## BEGIN Listed entries

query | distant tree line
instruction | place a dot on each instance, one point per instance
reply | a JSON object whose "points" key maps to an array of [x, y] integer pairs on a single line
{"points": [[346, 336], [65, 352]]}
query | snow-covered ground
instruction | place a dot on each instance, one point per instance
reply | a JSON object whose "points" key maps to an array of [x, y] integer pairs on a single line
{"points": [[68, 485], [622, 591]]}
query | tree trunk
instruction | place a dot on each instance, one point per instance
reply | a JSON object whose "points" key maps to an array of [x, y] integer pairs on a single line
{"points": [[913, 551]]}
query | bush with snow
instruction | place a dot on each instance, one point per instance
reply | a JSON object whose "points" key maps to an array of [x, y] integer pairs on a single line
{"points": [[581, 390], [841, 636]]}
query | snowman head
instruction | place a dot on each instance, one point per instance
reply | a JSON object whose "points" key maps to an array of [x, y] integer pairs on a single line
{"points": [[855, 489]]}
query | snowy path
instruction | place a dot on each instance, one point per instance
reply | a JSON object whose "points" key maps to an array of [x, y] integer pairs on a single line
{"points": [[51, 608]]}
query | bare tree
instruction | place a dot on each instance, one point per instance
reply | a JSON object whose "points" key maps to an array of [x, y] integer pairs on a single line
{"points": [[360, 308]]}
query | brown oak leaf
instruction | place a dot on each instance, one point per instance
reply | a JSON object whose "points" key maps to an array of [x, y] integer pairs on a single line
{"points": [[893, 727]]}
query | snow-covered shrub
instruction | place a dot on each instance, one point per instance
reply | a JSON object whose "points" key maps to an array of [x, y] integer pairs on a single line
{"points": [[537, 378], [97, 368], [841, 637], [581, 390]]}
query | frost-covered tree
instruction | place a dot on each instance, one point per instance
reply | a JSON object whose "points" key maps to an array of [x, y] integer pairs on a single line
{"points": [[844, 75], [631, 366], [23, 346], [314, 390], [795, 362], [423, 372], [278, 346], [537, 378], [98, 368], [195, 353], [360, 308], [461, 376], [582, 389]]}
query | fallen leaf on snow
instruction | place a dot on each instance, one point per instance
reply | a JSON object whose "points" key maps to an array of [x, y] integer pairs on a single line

## END Listed entries

→ **What to work on**: Return all of the above records exactly, leaving no line out.

→ **Correct answer**:
query | distant tree line
instruction | place a dot on each instance, one point per instance
reply | a JSON object whose "points" key maps to an array of [x, y] integer pairs on a single line
{"points": [[346, 336], [65, 352]]}
query | snow-covered ground
instruction | place a dot on each instance, one point per instance
reply | a JSON object whose "points" key maps to an array of [x, y] integer pairs on a single line
{"points": [[68, 485], [622, 591]]}
query | tree trunk
instruction | place a dot on each instance, one point per instance
reply | a JSON object whose "points" key maps to an array of [x, y] integer pairs on a single line
{"points": [[913, 551]]}
query | bush with snow
instruction | place a dot on each instance, one point per instance
reply | a JSON object whose "points" key maps to an array of [x, y] integer pairs on a single line
{"points": [[581, 390], [841, 636]]}
query | snowman head
instruction | place a dot on each instance, one point per instance
reply | a JSON object whose "points" key maps to an array of [x, y] integer pairs on a single line
{"points": [[855, 489]]}
query | snowy path
instruction | place a dot on each instance, one point per instance
reply | a JSON object whose "points" key maps to an array of [x, y] integer pairs on a single line
{"points": [[51, 608]]}
query | bare tree
instruction | place a dot on each instance, one point per instance
reply | a JSON object whose "points" key maps to an array of [x, y] integer pairs on a single line
{"points": [[360, 308]]}
query | brown oak leaf
instruction | place a dot on each instance, one point per instance
reply | a JSON object whose "points" key maps to an array of [x, y] integer pairs on a single line
{"points": [[893, 727]]}
query | snow-covered shrub
instruction | place a dot on each instance, one point per instance
reply | a JSON object whose "points" key maps to an array of [x, y] integer pairs on a single line
{"points": [[537, 378], [97, 368], [841, 637], [581, 390]]}
query | frost-covered tree
instruction | place a dot on each instance, one point per instance
reply | a JSON object whose "points" key maps to an array of [x, y] integer pairs on a single line
{"points": [[844, 75], [631, 366], [23, 346], [314, 390], [795, 362], [423, 372], [278, 346], [537, 378], [98, 368], [195, 353], [360, 308], [461, 376], [582, 389]]}
query | fallen leaf on snow
instruction | place a dot on each instance, one point per instance
reply | a JSON object whose "points" key maps to an array of [x, y] integer pairs on a single line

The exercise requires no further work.